### [What you are asked to do]
Repeat exactly, and only, the lines of the material below from the one that contains "Target: payment card terminal" through its final line.
Segment Open
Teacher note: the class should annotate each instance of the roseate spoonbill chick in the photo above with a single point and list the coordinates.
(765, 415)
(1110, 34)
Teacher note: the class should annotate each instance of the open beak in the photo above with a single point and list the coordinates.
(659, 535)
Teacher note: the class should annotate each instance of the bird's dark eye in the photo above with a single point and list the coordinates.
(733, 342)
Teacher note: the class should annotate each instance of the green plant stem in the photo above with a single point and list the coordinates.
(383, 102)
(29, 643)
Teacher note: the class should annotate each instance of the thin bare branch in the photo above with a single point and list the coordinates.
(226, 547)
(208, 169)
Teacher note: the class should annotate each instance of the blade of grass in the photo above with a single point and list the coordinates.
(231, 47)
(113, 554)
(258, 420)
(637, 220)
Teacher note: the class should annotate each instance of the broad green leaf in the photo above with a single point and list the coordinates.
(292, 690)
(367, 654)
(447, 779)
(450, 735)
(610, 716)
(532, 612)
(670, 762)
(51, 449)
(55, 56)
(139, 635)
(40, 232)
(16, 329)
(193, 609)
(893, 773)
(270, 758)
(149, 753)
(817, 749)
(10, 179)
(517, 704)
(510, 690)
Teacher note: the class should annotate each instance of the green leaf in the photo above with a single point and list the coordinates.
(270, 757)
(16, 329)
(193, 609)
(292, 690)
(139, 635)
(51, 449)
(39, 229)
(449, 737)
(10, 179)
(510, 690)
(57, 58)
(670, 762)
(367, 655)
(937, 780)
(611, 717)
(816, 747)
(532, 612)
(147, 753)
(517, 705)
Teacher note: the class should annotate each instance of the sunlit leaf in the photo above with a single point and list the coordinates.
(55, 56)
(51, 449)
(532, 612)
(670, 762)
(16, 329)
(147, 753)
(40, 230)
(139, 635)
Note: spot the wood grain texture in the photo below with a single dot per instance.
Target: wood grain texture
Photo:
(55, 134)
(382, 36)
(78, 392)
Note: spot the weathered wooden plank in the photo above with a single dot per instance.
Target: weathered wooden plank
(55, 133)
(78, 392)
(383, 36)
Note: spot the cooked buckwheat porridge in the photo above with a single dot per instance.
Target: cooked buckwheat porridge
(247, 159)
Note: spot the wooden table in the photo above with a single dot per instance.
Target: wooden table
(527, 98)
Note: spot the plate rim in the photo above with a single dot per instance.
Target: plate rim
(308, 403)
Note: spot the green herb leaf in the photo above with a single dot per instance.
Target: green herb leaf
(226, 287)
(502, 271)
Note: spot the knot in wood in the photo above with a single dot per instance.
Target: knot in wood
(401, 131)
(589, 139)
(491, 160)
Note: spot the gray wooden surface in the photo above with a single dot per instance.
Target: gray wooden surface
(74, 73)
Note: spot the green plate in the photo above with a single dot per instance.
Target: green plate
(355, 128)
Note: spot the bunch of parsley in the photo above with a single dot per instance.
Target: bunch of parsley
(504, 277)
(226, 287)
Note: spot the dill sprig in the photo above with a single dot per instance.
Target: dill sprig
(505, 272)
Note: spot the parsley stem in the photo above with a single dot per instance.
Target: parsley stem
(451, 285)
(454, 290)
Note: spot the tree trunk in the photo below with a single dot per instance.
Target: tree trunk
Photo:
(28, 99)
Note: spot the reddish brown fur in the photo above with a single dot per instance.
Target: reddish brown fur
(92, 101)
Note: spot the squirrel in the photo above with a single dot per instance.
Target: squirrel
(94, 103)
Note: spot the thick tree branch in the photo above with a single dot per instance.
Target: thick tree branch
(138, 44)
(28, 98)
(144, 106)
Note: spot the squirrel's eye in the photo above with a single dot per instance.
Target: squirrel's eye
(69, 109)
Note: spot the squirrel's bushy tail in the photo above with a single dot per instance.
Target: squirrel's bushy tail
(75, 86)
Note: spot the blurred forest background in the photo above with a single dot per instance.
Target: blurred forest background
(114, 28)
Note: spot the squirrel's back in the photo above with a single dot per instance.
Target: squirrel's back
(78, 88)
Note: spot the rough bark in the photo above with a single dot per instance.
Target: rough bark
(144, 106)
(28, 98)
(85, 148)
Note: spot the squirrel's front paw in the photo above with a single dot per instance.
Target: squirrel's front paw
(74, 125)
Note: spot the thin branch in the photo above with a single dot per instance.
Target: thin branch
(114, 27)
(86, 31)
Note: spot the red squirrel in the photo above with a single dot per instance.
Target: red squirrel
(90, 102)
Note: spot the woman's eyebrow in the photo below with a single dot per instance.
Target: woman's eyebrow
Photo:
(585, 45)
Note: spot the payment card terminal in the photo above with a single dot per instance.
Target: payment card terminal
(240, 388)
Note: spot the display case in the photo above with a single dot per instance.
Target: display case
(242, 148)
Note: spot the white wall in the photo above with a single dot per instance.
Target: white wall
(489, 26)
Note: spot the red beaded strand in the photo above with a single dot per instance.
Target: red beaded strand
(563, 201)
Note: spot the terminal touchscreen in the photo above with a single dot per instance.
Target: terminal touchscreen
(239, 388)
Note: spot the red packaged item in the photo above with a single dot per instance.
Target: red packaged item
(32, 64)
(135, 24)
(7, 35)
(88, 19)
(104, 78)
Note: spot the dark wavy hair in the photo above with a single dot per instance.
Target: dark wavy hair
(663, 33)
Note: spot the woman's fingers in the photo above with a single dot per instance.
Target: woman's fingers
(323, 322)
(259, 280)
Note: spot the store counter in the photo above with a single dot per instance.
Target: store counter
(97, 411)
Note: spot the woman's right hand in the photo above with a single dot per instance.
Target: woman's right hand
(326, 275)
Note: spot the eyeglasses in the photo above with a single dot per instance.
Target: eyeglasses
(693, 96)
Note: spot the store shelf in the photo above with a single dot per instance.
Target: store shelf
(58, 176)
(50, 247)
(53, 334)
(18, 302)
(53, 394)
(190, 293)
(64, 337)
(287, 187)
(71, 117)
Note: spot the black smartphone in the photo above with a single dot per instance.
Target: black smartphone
Segment Closed
### [Exercise result]
Target: payment card terminal
(240, 388)
Note: spot the display case in the photo above with a single dot per instance.
Target: display case
(242, 148)
Note: spot the white wall in the photo above with a single dot per instance.
Target: white wall
(489, 26)
Note: spot the red beaded strand in the photo above with a single dot per instance.
Target: red beaded strand
(563, 201)
Note: spot the terminal touchscreen in the photo above with a single dot per instance.
Target: terminal touchscreen
(239, 388)
Note: spot the red packaged item in the photo above with a single dot per instance.
Target: red packaged item
(32, 64)
(135, 24)
(7, 35)
(88, 19)
(104, 78)
Note: spot the dark wavy hair in the photo above with a single dot per instance.
Target: dark wavy hair
(663, 33)
Note: spot the woman's fingers in the photo above with a single dot per instance.
Target: woman's fingers
(323, 322)
(259, 280)
Note: spot the store counter in the photo above with a single dot per instance.
Target: store counter
(97, 411)
Note: spot the woman's right hand in the photo above with a single dot per instance.
Target: woman's right hand
(326, 275)
Note: spot the eyeglasses in the photo above with a single dot per instance.
Target: eyeglasses
(693, 96)
Note: spot the store shelf in the photo above with a single dot per instance.
Target: store shelf
(58, 176)
(50, 247)
(53, 334)
(18, 302)
(53, 394)
(190, 293)
(64, 337)
(287, 187)
(71, 117)
Note: spot the black smartphone in the photo above with a single dot per instance.
Target: black smartphone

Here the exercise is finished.